EXTRACTED DATA:

----

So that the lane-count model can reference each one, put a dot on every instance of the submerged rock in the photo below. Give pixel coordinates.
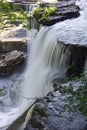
(65, 10)
(10, 61)
(49, 113)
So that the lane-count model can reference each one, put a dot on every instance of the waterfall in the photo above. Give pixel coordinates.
(48, 61)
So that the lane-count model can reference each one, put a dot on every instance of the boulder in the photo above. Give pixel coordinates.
(10, 61)
(13, 40)
(65, 10)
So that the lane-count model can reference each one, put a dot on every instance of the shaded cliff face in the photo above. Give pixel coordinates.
(64, 10)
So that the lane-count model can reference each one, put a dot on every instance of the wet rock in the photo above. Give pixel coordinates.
(14, 40)
(49, 115)
(65, 10)
(10, 62)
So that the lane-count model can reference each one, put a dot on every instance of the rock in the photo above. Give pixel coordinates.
(13, 39)
(48, 115)
(65, 10)
(10, 62)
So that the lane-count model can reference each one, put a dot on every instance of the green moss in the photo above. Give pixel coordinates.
(46, 11)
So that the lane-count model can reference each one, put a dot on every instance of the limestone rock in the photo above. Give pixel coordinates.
(10, 62)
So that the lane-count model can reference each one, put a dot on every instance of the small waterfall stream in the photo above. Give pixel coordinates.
(48, 61)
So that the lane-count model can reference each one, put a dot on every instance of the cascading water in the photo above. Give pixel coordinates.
(48, 61)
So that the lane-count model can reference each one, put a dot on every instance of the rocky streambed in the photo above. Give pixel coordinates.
(50, 112)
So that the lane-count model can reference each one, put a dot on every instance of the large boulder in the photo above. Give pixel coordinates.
(10, 61)
(65, 10)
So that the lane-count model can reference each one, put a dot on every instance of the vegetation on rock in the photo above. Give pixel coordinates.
(10, 13)
(47, 11)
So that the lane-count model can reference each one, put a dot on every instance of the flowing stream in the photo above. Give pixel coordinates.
(48, 61)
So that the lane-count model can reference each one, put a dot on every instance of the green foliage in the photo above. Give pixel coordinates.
(46, 11)
(11, 14)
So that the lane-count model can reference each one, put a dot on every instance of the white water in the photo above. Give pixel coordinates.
(48, 61)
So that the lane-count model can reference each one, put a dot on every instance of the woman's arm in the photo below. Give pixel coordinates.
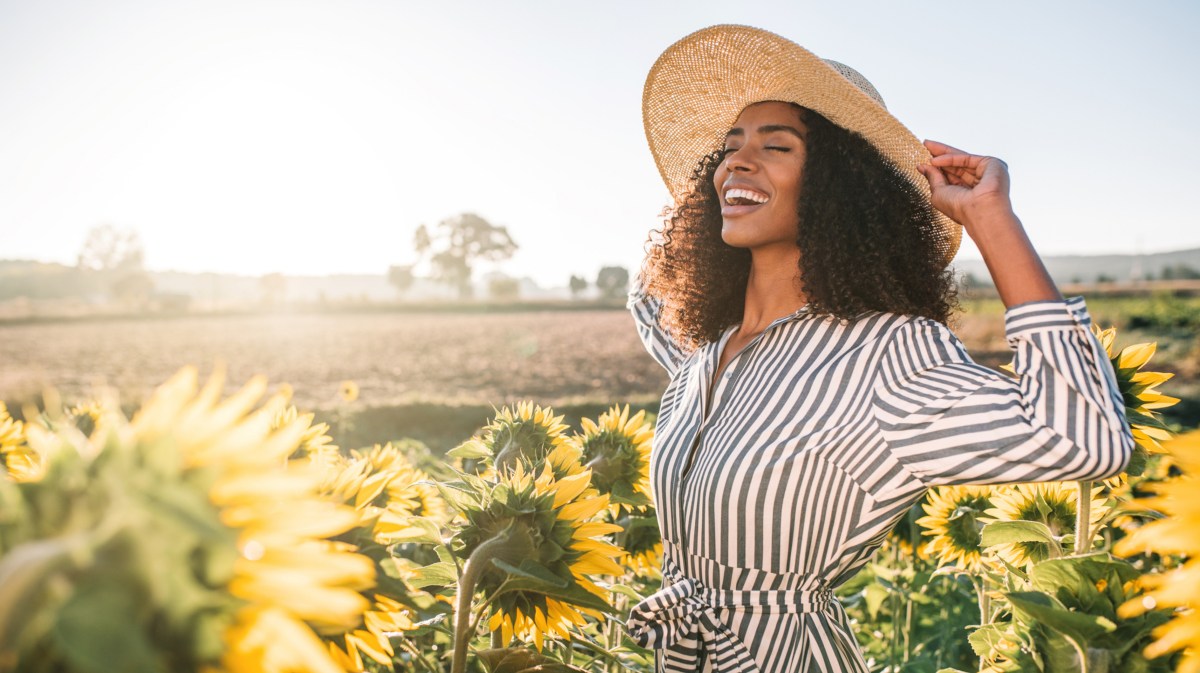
(949, 420)
(973, 191)
(658, 341)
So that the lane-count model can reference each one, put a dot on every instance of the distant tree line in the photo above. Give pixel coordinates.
(451, 251)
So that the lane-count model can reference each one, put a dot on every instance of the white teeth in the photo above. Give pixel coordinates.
(745, 194)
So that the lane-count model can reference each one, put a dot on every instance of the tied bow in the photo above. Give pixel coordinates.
(682, 616)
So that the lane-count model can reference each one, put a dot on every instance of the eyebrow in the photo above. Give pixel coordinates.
(765, 130)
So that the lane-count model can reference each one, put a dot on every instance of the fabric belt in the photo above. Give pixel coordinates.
(682, 616)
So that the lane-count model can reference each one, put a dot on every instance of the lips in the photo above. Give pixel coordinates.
(742, 192)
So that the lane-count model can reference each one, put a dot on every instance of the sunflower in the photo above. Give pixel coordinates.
(537, 528)
(526, 433)
(287, 571)
(1138, 389)
(953, 520)
(19, 462)
(1051, 503)
(382, 486)
(192, 508)
(1175, 534)
(315, 444)
(617, 449)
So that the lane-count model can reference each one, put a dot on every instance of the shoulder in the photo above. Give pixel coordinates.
(917, 338)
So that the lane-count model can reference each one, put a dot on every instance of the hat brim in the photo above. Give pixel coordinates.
(699, 86)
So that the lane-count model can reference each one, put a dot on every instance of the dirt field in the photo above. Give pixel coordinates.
(394, 358)
(549, 356)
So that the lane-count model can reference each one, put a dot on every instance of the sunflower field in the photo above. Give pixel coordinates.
(214, 533)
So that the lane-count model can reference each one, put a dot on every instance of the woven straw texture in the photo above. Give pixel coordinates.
(701, 83)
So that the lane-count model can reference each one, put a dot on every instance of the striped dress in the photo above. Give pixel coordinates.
(817, 439)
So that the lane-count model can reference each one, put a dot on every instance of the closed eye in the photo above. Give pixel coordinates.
(727, 150)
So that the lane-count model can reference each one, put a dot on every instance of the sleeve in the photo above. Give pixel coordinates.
(660, 344)
(949, 420)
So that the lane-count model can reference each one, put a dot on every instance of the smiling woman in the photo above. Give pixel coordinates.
(798, 296)
(867, 236)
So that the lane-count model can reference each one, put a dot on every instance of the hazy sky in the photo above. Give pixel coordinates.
(312, 137)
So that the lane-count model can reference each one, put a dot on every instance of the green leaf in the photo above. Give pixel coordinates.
(469, 450)
(1051, 613)
(571, 594)
(1012, 532)
(99, 630)
(532, 570)
(521, 660)
(627, 590)
(459, 496)
(420, 529)
(987, 638)
(441, 574)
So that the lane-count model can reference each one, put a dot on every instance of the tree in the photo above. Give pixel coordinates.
(401, 277)
(577, 284)
(612, 282)
(114, 258)
(108, 250)
(459, 242)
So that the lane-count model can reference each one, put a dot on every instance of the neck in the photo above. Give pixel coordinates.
(773, 288)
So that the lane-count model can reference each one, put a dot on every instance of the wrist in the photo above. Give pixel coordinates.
(995, 228)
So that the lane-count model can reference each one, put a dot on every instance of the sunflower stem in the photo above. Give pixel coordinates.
(1084, 518)
(471, 572)
(984, 608)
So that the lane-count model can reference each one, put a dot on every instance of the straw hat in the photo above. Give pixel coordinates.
(699, 86)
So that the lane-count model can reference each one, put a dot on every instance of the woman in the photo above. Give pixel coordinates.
(798, 295)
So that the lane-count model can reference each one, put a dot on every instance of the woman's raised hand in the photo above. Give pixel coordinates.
(966, 187)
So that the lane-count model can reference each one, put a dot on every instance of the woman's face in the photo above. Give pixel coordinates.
(759, 180)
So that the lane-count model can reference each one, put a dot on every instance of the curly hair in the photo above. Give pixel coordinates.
(868, 241)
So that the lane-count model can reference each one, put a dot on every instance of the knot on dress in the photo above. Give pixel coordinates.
(682, 616)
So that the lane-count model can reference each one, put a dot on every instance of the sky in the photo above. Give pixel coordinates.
(313, 137)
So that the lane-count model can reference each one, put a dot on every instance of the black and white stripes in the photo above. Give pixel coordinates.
(817, 438)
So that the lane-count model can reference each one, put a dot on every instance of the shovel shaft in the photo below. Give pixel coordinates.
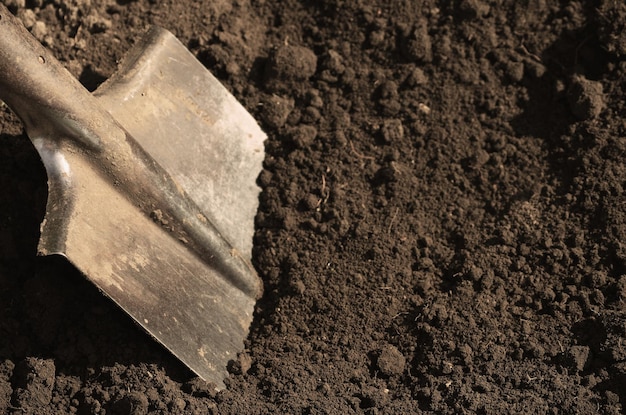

----

WHAT THE EXERCISE ASKS: Before copying the data, remove the pictures. Then repeat the rest exactly.

EXERCISE RESPONSE:
So that the lane-count model can reference each one, put a dot on every instance of the submerged rock in the photo below. Give pixel coordinates.
(65, 10)
(10, 61)
(49, 113)
So that the lane-count model can reference each one, put a dot on every instance of the waterfall in the photo above. Give pixel coordinates.
(48, 61)
So that the lane-count model can reference each one, put a dot on every instance of the boulder in the photo above. Give pixel coordinates.
(10, 61)
(13, 40)
(65, 10)
So that the lane-count model can reference each one, put a dot on every instance of the shaded cliff face in the photo above. Give pixel coordinates.
(64, 10)
So that the lane-count model can reference each one, put a dot on every instance of the wet rock in the photo above. Give pixel coordinates.
(14, 40)
(49, 115)
(65, 10)
(10, 62)
So that the lane-count model can reference each one, put a dot on every instance of the rock in the photo above. Give pixel coordinates.
(13, 39)
(48, 115)
(65, 10)
(10, 62)
So that the lane-count model can reference each one, put a dot on every instance of the green moss in the photo above. Give pixel coordinates.
(46, 11)
So that the lane-count model can reference each one, put a dot on every instance of the limestone rock in the photo above. Give pixel coordinates.
(10, 62)
So that the lane-count model can reference each one, put a dot on every instance of the small waterfall stream in the photo above. Give pixel coordinates.
(48, 61)
So that the lane-count model can reference each one, put a dot on every instance of the cascading water in the photo above. Give pixel coordinates.
(48, 61)
So that the lane-count model can reference each one, put a dot on every instance of the rocky streambed in the photo above. Give pixel coordinates.
(50, 112)
So that the lane-count model can reference each one, put a dot on every instance of the large boulder in the photo above. Give pixel coordinates.
(10, 61)
(65, 10)
So that the lane-count model can reference each one, put a dot on every instance of the vegetation on rock in the photo above. Give pixel coordinates.
(10, 13)
(47, 11)
So that the lane-count model can reference each one, put a dot on every instance of the flowing stream in the photo above. Give pixel coordinates.
(48, 61)
So that the lane-count model can reference each one, put a dot on every instance of the green foliage in the photo above. Give pixel coordinates.
(46, 11)
(11, 14)
So that the lane-count model can reference each one, put a dot on every instance of the white water in the photo above. Give pixel coordinates.
(48, 61)
So that the lane-count model can reference each one, put a dot on every instance of the woman's arm in the photo below. Give pixel coordinates.
(949, 420)
(973, 191)
(658, 341)
So that the lane-count model can reference each one, put a dot on every instance of the distant tree line in the photo above. Give pixel coordinates.
(451, 251)
So that the lane-count model can reference each one, put a dot on every instance of the white teeth in the photo above. Give pixel coordinates.
(745, 194)
So that the lane-count model can reference each one, put a dot on every instance of the tied bow in the photo above. Give pixel coordinates.
(682, 616)
So that the lane-count model can reference each one, put a dot on every instance of the eyebrow in the photo above. Give pixel coordinates.
(765, 130)
So that the lane-count model can reference each one, put a dot on every instance of the fabric belt in the photo above. Give pixel coordinates.
(682, 616)
So that the lane-count model can reference each one, put a dot on every instance of the lips in the photo above. Give pixel coordinates.
(742, 192)
So that the lane-count model can reference each one, put a dot on every instance of the sunflower in the photo above. Give pixel coordinates.
(537, 528)
(526, 433)
(287, 571)
(1138, 389)
(953, 520)
(19, 462)
(1051, 503)
(382, 486)
(192, 508)
(1175, 534)
(315, 444)
(617, 449)
So that the lane-count model can reference each one, put a dot on every instance of the shoulder in the photo above. Give pixel coordinates.
(917, 338)
So that the lane-count model can reference each one, put a dot on every instance of the hat brim in the photo above. Give pixel coordinates.
(699, 86)
So that the lane-count model can reference each one, put a dot on every instance of the dirt field in the photo above. Give pixel coordinates.
(394, 358)
(549, 356)
So that the lane-count model can reference each one, put a dot on every instance of the sunflower field in the photo above. Give pixel coordinates.
(214, 533)
So that the lane-count model can reference each one, put a dot on every instance of the woven straw texture in the photo above. Give pixel coordinates.
(701, 83)
So that the lane-count model can reference each one, put a dot on every instance of the striped dress in the photo above. Give pixel coordinates.
(817, 439)
So that the lane-count model can reference each one, put a dot on every instance of the closed eye in the photo above. Give pixel coordinates.
(727, 150)
So that the lane-count model can reference each one, put a dot on every instance of the sleeve in the photo above. Give pixel coordinates.
(660, 344)
(949, 420)
So that the lane-count model can reference each one, put a dot on every instance of the smiling woman in the photo above. Give pixel coordinates.
(798, 296)
(867, 236)
So that the lane-count model can reference each one, put a dot on every instance of the hazy sky in the photo above. Give pixel coordinates.
(312, 137)
So that the lane-count model can reference each one, put a dot on every instance of the green leaf in the photo above. Give pixel coordinates.
(469, 450)
(1051, 613)
(571, 594)
(1012, 532)
(99, 630)
(532, 570)
(521, 660)
(627, 590)
(459, 496)
(420, 529)
(987, 638)
(441, 574)
So that the lane-count model can reference each one, put a dot on every instance of the tree in the photo above. Give pixel coordinates.
(401, 277)
(577, 284)
(612, 282)
(114, 258)
(108, 250)
(459, 242)
So that the lane-count model can reference each one, put a dot on every instance of the neck in the photo above. Give pixel coordinates.
(773, 288)
So that the lane-count model can reference each one, put a dot on every instance of the wrist in the photo above. Give pixel coordinates.
(995, 228)
So that the lane-count model can reference each one, put a dot on every instance of the sunflower stem in the photo above. Give pixel coordinates.
(1084, 518)
(471, 572)
(984, 608)
So that the lane-count model can reference each one, put a dot on every instance of the straw hat in the photo above. Give pixel coordinates.
(699, 86)
So that the lane-count model can reference each one, put a dot on every instance of the woman in the photo above. Give pixel coordinates.
(798, 295)
So that the lane-count model can reference each one, put a dot on every instance of the woman's raised hand in the photo above. Give pixel coordinates.
(966, 187)
So that the lane-count model can reference each one, put a dot on every instance of the woman's face in the photo above. Give pixel coordinates.
(759, 180)
So that the lane-count model can reference each one, put a dot on every instance of the curly hair in the photo above. Give pixel coordinates.
(868, 241)
So that the lane-count model can reference each one, put a dot on every instance of the knot on dress in the photo above. Give pixel coordinates.
(682, 616)
So that the lane-count model can reference each one, put a dot on every instance of the sky in the photo above. Give pixel coordinates.
(313, 137)
So that the lane-count model can reference each one, put a dot on every instance of the black and white stripes in the photo above. Give pixel coordinates.
(817, 438)
So that the lane-count model can reference each one, put a dot on every instance of the shovel shaft in the photo below. Give pixel coordinates.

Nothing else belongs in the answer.